Leopold Altenburg im Solostück »Die Entzauberflöte«

Von Uta Jostwerner
Bielefeld (WB). Das Leben ist unlustig. Jedenfalls für Papageno, der seit mehr als 200 Jahren in jeder Vorstellung von Mozarts Oper »Die Zauberflöte« stets »lustig, heißa, hopsassa« den singenden Piepmatz-Dealer gibt. Die Nase gestrichen voll von dem Job, sitzt er mit der Absicht, die nächste Vorstellung durch einen Streik platzen zu lassen, in seiner Garderobe und plaudert aus dem Nähkästchen.

Leopold Altenburg alias Papageno packt aus in dem Solostück »Die Entzauberflöte« von Thomas Rau. In einem pointenreichen Monolog - wenn er nicht gerade im Dialog mit dem Theaterlabor-Publikum steht, das sich am Pförtner vorbei heimlich in seine Garderobe geschlichen hat - räumt Papageno auf mit kostbar gepflegten Illusionen, die sich um die 1791 uraufgeführte Oper ranken.

:: DATENSÄTZE ::

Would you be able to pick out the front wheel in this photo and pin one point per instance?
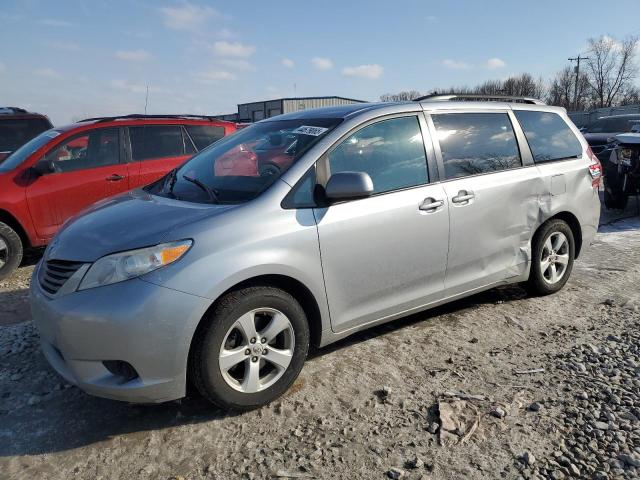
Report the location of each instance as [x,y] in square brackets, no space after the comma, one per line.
[10,250]
[252,348]
[553,251]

:: ANFORDERUNG 1 ::
Beantworte zum Artikel über »Die Entzauberflöte« diese Fragen:
(a) Seit wie vielen Jahren gibt Papageno laut Artikel den singenden Piepmatz-Dealer?
(b) Von wem stammt das Solostück »Die Entzauberflöte«?
(c) In welchem Jahr wurde die Oper uraufgeführt?
:: ANFORDERUNG 2 ::
Ersetze im Artikel über »Die Entzauberflöte« „Garderobe“ durch „Künstlergarderobe“ und gib die Stelle wieder, die mit „Von Uta Jostwerner“ beginnt und bis „aus dem Nähkästchen.“ reicht.
Die Einträge stammen aus einer anderen Quelle.

:: SCHRIFTLICHE ANTWORT 1 ::
(a) Seit mehr als 200 Jahren.
(b) Von Thomas Rau.
(c) 1791.

:: SCHRIFTLICHE ANTWORT 2 ::
Von Uta Jostwerner
Bielefeld (WB). Das Leben ist unlustig. Jedenfalls für Papageno, der seit mehr als 200 Jahren in jeder Vorstellung von Mozarts Oper »Die Zauberflöte« stets »lustig, heißa, hopsassa« den singenden Piepmatz-Dealer gibt. Die Nase gestrichen voll von dem Job, sitzt er mit der Absicht, die nächste Vorstellung durch einen Streik platzen zu lassen, in seiner Künstlergarderobe und plaudert aus dem Nähkästchen.